**What the exercise asks**:
Count the lines in the material below that contain the string "building", matching case exactly, and reply with the number alone.

**Data section**:
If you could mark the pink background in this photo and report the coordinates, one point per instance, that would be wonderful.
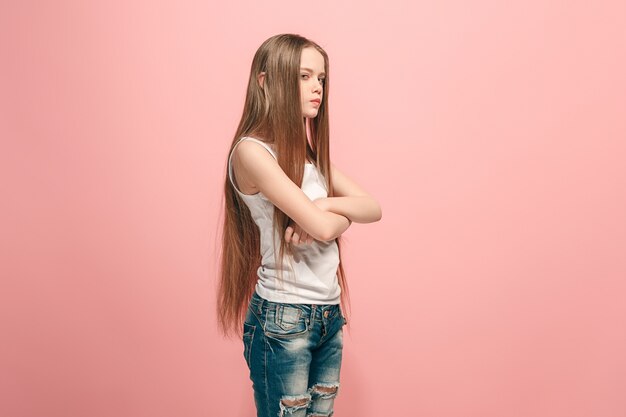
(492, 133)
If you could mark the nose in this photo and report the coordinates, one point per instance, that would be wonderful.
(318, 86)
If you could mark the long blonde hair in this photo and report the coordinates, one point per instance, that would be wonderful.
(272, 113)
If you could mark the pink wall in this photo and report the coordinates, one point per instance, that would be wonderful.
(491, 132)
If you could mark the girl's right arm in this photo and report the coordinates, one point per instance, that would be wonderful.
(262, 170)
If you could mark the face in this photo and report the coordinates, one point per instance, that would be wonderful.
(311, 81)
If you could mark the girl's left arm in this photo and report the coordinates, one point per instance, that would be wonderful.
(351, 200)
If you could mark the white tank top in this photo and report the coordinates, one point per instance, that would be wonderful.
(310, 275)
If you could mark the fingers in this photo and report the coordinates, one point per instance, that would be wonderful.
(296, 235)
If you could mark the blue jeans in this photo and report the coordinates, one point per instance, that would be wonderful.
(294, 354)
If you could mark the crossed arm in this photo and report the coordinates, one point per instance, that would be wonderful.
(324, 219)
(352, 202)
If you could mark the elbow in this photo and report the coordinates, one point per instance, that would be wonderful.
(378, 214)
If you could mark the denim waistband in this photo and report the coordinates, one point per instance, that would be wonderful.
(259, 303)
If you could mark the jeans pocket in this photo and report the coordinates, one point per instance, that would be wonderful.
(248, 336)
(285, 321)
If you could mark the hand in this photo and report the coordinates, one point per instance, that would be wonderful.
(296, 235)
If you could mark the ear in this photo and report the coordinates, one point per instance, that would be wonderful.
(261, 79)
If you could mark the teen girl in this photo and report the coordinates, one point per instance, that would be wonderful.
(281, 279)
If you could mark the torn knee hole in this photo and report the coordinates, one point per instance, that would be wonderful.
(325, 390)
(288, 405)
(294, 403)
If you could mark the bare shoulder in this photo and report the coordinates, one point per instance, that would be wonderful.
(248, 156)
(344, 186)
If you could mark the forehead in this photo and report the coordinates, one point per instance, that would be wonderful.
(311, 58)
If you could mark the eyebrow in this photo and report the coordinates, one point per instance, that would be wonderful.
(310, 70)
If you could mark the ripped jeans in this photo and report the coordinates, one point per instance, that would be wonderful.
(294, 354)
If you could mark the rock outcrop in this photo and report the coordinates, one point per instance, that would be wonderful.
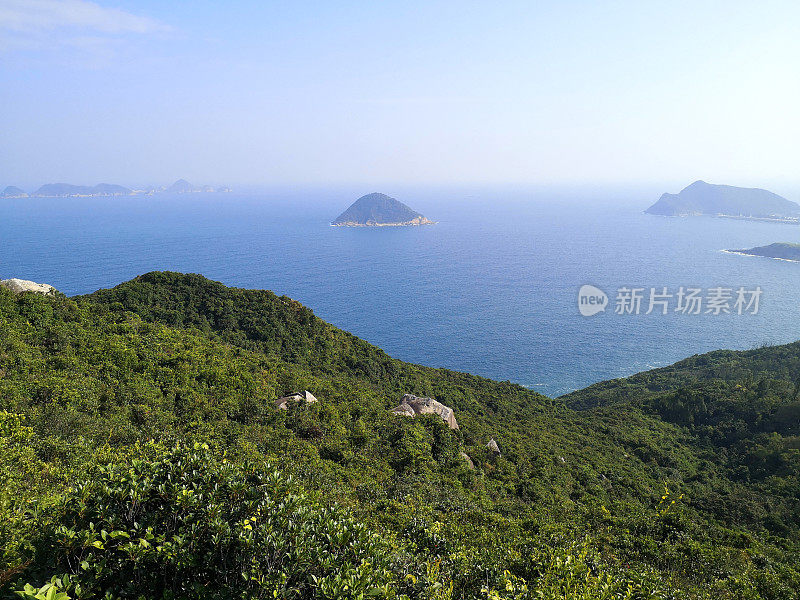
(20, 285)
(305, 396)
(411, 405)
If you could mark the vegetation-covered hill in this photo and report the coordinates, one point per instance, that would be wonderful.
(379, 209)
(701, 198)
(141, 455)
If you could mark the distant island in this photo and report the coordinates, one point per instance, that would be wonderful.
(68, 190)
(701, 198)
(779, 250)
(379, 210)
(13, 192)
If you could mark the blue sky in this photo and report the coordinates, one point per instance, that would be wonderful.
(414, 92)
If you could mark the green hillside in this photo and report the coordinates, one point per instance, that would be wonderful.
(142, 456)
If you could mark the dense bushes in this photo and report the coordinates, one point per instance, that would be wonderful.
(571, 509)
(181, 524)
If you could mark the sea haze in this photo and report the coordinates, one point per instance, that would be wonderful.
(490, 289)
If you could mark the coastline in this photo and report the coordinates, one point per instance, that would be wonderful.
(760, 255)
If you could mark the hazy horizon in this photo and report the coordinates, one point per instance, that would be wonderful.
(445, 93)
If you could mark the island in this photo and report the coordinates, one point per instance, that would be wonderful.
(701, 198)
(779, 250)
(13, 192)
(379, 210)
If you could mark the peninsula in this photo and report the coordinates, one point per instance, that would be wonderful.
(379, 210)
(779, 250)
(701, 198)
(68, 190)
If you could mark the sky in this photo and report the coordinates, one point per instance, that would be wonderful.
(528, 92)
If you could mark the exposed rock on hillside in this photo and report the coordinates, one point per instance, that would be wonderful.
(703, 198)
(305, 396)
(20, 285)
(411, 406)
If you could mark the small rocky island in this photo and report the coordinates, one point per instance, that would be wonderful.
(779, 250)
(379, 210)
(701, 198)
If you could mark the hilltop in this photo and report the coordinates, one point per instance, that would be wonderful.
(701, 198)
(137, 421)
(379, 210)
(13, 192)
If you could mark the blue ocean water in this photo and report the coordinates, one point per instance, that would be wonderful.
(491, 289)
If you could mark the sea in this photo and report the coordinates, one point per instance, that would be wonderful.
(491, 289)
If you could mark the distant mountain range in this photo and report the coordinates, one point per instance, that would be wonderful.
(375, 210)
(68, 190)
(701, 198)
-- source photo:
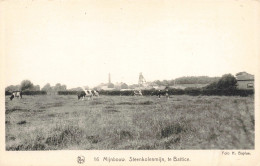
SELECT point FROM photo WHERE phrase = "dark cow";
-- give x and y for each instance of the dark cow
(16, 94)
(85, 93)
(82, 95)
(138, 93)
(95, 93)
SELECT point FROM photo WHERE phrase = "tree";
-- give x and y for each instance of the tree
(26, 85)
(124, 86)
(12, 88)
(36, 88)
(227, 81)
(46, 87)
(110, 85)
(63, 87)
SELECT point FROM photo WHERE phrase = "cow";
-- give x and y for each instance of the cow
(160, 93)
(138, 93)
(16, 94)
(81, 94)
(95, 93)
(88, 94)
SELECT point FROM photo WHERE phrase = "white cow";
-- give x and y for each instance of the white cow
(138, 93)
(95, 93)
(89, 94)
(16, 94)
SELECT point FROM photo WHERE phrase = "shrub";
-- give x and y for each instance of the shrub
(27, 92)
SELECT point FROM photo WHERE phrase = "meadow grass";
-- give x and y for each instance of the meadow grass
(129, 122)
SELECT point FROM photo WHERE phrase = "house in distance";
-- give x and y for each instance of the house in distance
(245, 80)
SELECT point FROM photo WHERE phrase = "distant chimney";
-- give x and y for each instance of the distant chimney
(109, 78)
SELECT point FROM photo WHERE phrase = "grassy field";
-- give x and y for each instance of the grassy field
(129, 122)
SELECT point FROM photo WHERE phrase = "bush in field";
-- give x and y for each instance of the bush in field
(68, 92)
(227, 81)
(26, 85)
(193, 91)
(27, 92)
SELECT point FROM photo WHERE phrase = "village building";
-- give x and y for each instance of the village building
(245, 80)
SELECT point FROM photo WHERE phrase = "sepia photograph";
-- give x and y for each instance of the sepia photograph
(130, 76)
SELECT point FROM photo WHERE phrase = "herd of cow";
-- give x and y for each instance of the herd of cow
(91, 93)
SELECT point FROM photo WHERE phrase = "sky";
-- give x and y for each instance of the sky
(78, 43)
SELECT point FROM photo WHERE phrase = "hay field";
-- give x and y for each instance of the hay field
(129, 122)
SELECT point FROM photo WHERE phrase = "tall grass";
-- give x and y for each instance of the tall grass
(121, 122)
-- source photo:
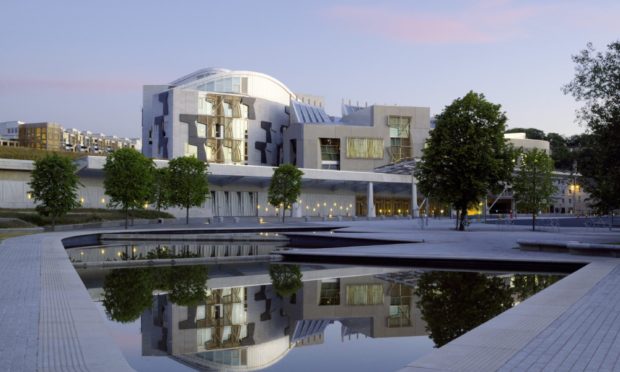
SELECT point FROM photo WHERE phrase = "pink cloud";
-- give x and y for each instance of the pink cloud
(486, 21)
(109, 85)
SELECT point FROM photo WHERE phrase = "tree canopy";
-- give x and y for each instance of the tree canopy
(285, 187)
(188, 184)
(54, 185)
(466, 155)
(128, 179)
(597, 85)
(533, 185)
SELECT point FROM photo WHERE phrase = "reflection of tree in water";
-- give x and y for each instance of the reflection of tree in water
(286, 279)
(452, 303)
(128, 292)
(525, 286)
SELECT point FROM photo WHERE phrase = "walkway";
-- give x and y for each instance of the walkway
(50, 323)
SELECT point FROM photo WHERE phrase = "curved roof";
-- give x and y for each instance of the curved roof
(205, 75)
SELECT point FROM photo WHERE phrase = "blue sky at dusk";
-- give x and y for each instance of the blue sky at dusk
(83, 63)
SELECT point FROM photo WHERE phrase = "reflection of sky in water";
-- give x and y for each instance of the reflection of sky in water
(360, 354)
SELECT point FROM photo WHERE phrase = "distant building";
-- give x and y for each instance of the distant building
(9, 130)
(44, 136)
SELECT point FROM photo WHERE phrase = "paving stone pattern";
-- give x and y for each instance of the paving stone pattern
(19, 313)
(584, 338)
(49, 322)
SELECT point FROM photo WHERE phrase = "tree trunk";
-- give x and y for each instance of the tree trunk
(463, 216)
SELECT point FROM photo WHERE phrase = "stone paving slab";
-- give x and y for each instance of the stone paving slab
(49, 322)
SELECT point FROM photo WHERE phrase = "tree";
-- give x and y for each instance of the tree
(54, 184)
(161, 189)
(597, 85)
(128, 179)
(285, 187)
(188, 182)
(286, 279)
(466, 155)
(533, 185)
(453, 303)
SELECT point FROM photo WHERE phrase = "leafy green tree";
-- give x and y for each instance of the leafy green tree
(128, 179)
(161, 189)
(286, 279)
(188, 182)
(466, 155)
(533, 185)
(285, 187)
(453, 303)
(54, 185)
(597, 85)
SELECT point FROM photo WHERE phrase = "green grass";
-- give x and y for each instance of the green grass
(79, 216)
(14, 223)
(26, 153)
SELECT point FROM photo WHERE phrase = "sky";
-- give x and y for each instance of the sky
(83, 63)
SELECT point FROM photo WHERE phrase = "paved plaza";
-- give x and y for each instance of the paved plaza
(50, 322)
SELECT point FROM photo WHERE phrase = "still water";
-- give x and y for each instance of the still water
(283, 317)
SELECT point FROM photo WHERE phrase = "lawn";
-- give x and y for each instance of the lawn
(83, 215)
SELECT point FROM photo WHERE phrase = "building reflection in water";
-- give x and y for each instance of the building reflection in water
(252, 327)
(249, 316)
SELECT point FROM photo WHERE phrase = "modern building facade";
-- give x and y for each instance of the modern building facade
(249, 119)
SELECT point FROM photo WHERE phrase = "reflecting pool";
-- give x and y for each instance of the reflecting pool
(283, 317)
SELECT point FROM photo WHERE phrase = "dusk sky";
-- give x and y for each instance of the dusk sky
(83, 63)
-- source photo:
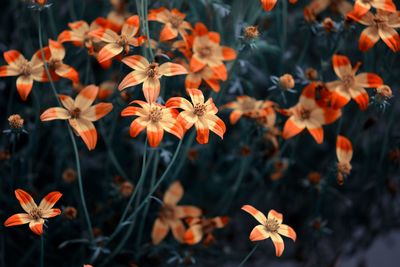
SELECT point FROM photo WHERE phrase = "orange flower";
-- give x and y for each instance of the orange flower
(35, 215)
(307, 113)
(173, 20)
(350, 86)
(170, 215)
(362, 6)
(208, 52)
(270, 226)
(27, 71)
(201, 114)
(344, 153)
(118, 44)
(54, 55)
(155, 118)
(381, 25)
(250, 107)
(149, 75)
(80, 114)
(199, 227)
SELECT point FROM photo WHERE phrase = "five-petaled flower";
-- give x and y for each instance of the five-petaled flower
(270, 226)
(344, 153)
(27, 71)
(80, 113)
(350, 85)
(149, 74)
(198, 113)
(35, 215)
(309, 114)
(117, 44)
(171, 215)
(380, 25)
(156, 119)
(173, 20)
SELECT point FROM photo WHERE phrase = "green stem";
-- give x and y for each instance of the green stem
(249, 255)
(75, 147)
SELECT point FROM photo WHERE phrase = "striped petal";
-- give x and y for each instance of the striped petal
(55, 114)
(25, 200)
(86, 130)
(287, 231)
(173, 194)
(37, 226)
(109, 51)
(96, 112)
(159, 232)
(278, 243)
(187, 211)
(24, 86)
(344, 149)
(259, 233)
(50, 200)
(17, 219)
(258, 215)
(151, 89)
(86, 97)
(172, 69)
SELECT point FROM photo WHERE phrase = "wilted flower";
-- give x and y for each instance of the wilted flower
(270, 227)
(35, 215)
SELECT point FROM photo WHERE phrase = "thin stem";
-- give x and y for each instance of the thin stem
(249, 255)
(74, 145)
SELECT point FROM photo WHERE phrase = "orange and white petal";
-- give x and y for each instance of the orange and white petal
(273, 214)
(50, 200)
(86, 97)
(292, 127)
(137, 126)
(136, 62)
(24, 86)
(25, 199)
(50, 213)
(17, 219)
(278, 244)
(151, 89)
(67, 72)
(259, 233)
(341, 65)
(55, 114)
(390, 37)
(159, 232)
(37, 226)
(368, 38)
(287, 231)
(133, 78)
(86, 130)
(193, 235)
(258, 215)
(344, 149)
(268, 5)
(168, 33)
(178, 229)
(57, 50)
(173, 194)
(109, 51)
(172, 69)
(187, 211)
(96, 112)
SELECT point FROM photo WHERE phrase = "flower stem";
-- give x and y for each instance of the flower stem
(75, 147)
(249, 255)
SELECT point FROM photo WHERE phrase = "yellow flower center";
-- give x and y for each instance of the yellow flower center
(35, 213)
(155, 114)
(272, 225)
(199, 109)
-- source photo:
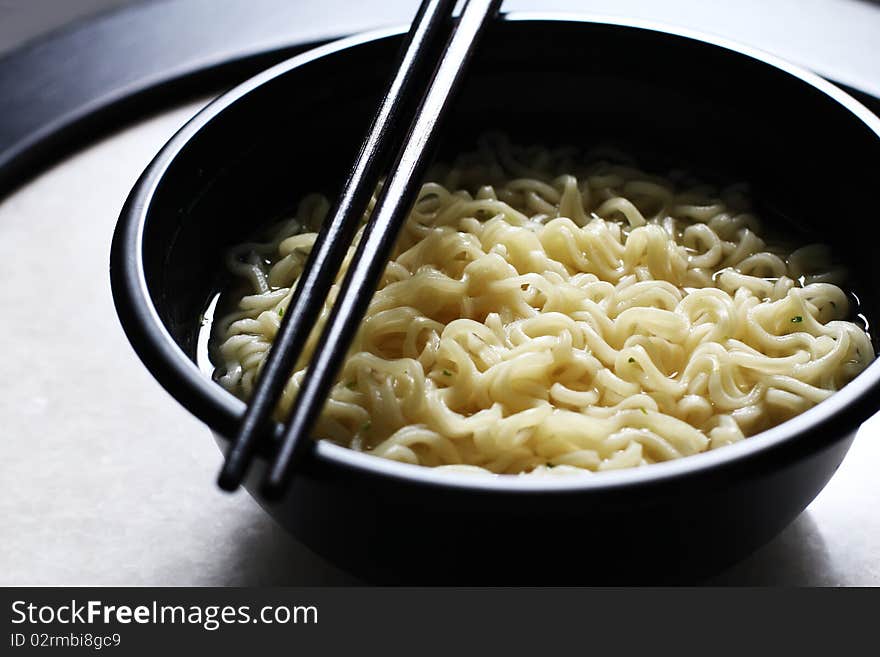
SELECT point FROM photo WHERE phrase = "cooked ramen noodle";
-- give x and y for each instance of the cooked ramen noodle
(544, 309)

**Output below**:
8